◆ PROBLEMS AND TASKS
a) In the biography of John McWhorter, why was he first placed in Columbia's Department of English and Comparative Literature?
b) From the biography of John McWhorter, reproduce the passage between "McWhorter has published" and "in Black America.", inclusive.

◆ TEXT UNDER STUDY
American linguist and academic (born 1965)

John Hamilton McWhorter V (/məkˈhwɔːrtər/; born October 6, 1965) is an American linguist. He is an associate professor of linguistics at Columbia University, where he also teaches American studies and music history. He has authored a number of books on race relations and African-American culture, and is a political commentator especially in his New York Times newsletter.

== Early life and education ==
McWhorter was born in Philadelphia, and raised in the Mount Airy neighborhood of Philadelphia and in Lawnside, New Jersey. His father, John Hamilton McWhorter IV (1927–1996), was a college administrator, and his mother, Schelysture Gordon McWhorter (1937–2011), taught social work at Temple University. McWhorter attended Friends Select School in Philadelphia, and after tenth grade he was accepted to Simon's Rock College, where he earned an AA degree. McWhorter has described his upbringing as part of the Black middle class. He has also attributed some of his views to the Quaker school he attended as a child.

McWhorter later attended Rutgers University and received a B.A. degree in French in 1985. He obtained an M.A. degree in American Studies from New York University. In 1993, he earned his Ph.D. degree in linguistics from Stanford University. His dissertation focused on Saramaccan, a creole language spoken by approximately 58,000 people of West African descent in Suriname.

== Career ==

=== Academia ===
McWhorter taught linguistics at Cornell University from 1993 to 1995. He then became an associate professor of linguistics at the University of California, Berkeley, where he worked from 1995 until 2003. He left that position to become a senior fellow at the Manhattan Institute, a conservative think tank.

Since 2008, McWhorter has taught linguistics, American studies, and classes in the core curriculum program at Columbia University. As Columbia's Department of Linguistics had been dissolved in 1989, he was initially assigned to the Department of English and Comparative Literature. The Program of Linguistics (including a revived undergraduate major as of 2021) is housed in the Department of Slavic Languages.

McWhorter is the instructor of the courses "The Story of Human Language"; "Understanding Linguistics: The Science of Language"; "Myths, Lies and Half-Truths About English Usage"; "Language Families of the World"; "Ancient Writing and the History of the Alphabet"; and "Language From A to Z", as part of The Great Courses, a series produced by The Teaching Company.

=== Writing and commentary ===
McWhorter has written for Time, The Wall Street Journal, The Chronicle of Higher Education, The Washington Post, The New Republic, Politico, Forbes, The Chicago Tribune, The New York Daily News, City Journal, The New York Sun, The New Yorker, The Root, The Daily Beast, Books & Culture, and CNN.

McWhorter was contributing editor at The New Republic from 2001 to 2014. He is a contributing editor at The Atlantic. After writing op-eds for The New York Times for several years, he became an Opinion columnist there in 2021. He hosts the Lexicon Valley podcast, previously for Slate from 2016 to 2021 and since then for Booksmart Studios.

McWhorter has published a number of books on linguistics and on race relations, including The Power of Babel: A Natural History of Language, Our Magnificent Bastard Tongue: The Untold History of English, Doing Our Own Thing: The Degradation of Language and Music and Why You Should, Like, Care, and Losing the Race: Self-Sabotage in Black America.

◆ DATASET EXTRACT
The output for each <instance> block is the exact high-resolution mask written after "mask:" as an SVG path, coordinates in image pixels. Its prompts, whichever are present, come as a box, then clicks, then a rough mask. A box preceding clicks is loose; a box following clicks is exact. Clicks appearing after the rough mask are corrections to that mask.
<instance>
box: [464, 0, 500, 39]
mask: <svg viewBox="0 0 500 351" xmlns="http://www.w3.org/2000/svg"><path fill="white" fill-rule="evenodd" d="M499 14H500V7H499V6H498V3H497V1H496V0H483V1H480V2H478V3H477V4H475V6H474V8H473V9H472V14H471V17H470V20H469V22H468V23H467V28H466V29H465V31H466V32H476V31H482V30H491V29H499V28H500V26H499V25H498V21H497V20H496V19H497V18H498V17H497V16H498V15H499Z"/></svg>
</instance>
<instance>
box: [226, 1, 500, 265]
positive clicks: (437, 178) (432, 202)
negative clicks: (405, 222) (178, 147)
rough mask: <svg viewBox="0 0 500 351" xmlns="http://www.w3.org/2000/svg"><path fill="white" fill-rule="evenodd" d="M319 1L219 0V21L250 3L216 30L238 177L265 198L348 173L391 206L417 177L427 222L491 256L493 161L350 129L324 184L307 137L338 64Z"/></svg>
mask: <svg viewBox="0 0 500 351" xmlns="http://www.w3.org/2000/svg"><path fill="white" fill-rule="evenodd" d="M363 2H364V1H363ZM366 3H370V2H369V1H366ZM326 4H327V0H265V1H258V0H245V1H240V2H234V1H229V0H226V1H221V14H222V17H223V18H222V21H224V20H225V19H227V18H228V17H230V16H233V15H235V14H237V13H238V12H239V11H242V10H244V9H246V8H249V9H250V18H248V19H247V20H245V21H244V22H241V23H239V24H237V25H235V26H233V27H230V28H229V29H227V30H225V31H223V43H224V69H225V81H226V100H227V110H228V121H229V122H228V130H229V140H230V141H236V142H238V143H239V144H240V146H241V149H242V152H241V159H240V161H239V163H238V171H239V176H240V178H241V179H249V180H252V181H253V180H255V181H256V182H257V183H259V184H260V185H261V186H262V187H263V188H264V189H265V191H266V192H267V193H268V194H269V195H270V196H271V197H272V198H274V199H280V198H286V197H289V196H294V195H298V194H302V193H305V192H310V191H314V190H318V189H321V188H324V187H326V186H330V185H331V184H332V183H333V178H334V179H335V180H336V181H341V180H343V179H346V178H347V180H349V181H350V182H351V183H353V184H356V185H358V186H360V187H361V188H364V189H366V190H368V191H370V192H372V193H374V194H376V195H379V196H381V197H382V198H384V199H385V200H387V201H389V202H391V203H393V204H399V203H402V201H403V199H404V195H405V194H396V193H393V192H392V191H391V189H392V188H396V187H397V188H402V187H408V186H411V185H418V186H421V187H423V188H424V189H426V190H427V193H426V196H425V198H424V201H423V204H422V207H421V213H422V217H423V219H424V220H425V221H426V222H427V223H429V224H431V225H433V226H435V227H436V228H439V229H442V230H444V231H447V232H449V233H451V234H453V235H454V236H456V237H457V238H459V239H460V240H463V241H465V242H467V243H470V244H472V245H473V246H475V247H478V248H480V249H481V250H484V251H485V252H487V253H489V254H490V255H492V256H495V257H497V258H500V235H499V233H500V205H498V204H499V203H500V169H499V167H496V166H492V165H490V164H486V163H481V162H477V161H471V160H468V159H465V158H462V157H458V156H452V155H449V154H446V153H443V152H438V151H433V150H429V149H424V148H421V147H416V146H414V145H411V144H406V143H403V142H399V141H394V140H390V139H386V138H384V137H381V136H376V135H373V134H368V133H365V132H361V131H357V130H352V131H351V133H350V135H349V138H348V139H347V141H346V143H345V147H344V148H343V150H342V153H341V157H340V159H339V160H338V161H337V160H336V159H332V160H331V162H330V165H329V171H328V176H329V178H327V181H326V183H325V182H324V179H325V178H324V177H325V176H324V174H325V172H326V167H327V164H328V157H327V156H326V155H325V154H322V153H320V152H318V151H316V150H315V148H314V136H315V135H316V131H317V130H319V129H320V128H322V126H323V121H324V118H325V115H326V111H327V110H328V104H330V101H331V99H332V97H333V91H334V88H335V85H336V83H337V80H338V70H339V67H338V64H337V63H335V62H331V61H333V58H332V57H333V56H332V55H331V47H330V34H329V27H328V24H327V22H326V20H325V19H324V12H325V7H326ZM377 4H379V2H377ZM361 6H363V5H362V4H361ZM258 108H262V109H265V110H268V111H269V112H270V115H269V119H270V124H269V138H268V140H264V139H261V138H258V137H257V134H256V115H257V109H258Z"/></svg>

◆ PER-TASK ANSWERS
a) McWhorter was first placed in the Department of English and Comparative Literature because Columbia's Department of Linguistics had been dissolved in 1989.

b)
McWhorter has published a number of books on linguistics and on race relations, including The Power of Babel: A Natural History of Language, Our Magnificent Bastard Tongue: The Untold History of English, Doing Our Own Thing: The Degradation of Language and Music and Why You Should, Like, Care, and Losing the Race: Self-Sabotage in Black America.